■ Stated goal A
In the text on GPU virtualization with GVirtuS, what are the two main components of the GVirtuS–OpenCL Plugin, and on which machine does each run?
■ Stated goal B
Transcribe the passage of the text on GPU virtualization with GVirtuS that opens with the words containing "The back-end intercepts" and closes with "frontend the results.".
■ Stated goal C
Write the next part of the text on GPU virtualization with GVirtuS, picking up right after its final sentence.

>> Start Page text

Thanks to the GVirtuS architecture, the front-end is the only component needed on the guest side.

This component acts as a transparent virtualization tool giving to a simple and inexpensive ARM board the illusion to be directly connected to a high-end OpennGL compatible GPGPU device or devices (Fig. 2).

Fig. 2
figure 2

The GVirtuS on ARM schema diagram

4.2 GVirtuS–OpenCL plugin

Open computing language (OpenCL) is an open and royalty-free standard allowing to perform multi/single core general purpose programming on highly heterogeneous systems.

OpenCL allows developers to write their code once and run on CPUs and GPUs and different accelerator boards such as the Mic-based Intel Phi.

In order to access a GPU in a virtual environment, we have developed a wrapper for libOpencl.so.

The virtualized library has the same interface as the original and the independence from the communicator is guaranteed. Compatibility between the virtualized interface and libOpenCL.so allows the users to obtain a transparent virtualization system to run OpenCL applications. Indeed it is possible to run any OpenCL application without writing or recompiling any code.

The GVirtuS–OpenCL Plugin comprises two main components: the front-end, running on the guest machine, and the back-end, running on the host machine.

For each OpenCL routine invoked by the calling program, the front-end serializes the data and sends them to the back-end. It requests the execution of the routine and then it tries to get the exit code of the routine.

The back-end intercepts a call made by the fronted, it reads up and de-serializes the parameters, it executes the routine of the library and then it sends back to the frontend the results.

In more detail, following the GPU virtualization operation as workflow, we could spot on each working component.

Front-end side: for each OpenCL routine a stub method has been implemented with the same interface of the original one. All the stub methods have a common implementation consisting in the next five steps:

  • Create a connection between back-end and front-end and flush all the buffers;

  • Each parameters will be sent to the back-end through the input buffer;

  • Request the execution of a routine using its name as parameter;

  • Get and Use the exit code only if the execution is successful;

  • Return the exit code the same one as the OpenCL routine.

>> End Page text
>> Start Available data

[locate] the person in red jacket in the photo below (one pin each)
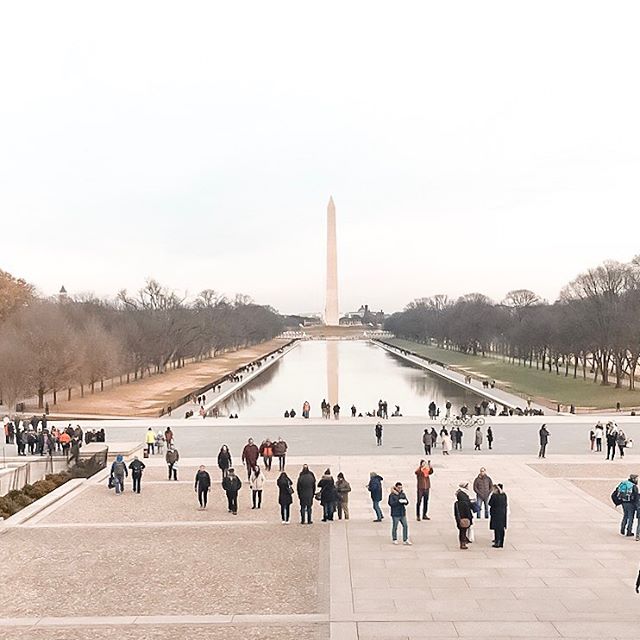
(250, 455)
(423, 476)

>> End Available data

■ Written response A
The front-end runs on the guest machine, and the back-end runs on the host machine.

■ Written response B
The back-end intercepts a call made by the fronted, it reads up and de-serializes the parameters, it executes the routine of the library and then it sends back to the frontend the results.

■ Written response C
There are tree main input parameter types available:

  • Host Pointer: back-end and front-end have different addressing space; a valid pointer on the front-end is invalid on the back-end and vice-versa. Aligning the addressed region makes the address translation.

  • Device Pointer: the memory address is sent to the back-end (or front-end). There is no need for translation because both, back-end and front-end, refer to the device addressing space.

  • Variables: it is really simple to add a scalar variable as a parameter.

In order to make the implementation effective and high performance, but with a good trade off in development straightforwardness, we deeply used an OOP coding approach (Fig. 3).

Fig. 3
figure 3

A high level view of the GVirtuS class diagram with some GVirtuS ARM OpenGL details

5 Implementation

The implementation, in C++ for all components, on the back-end side is related to an x86-based multi-core hardware platform with multiple accelerators attached via PCIe devices, running Linux as both host and guest operating system.

In the font-end we used the same core running in a similar, but ARM based, Linux environment. According to the underlying idea of high performance cloud computing applications, we implemented the virtual transparent accelerator in a really architecture independent fashion and in a fully configurable way working in both hypervisor and non-hypervisor configuration.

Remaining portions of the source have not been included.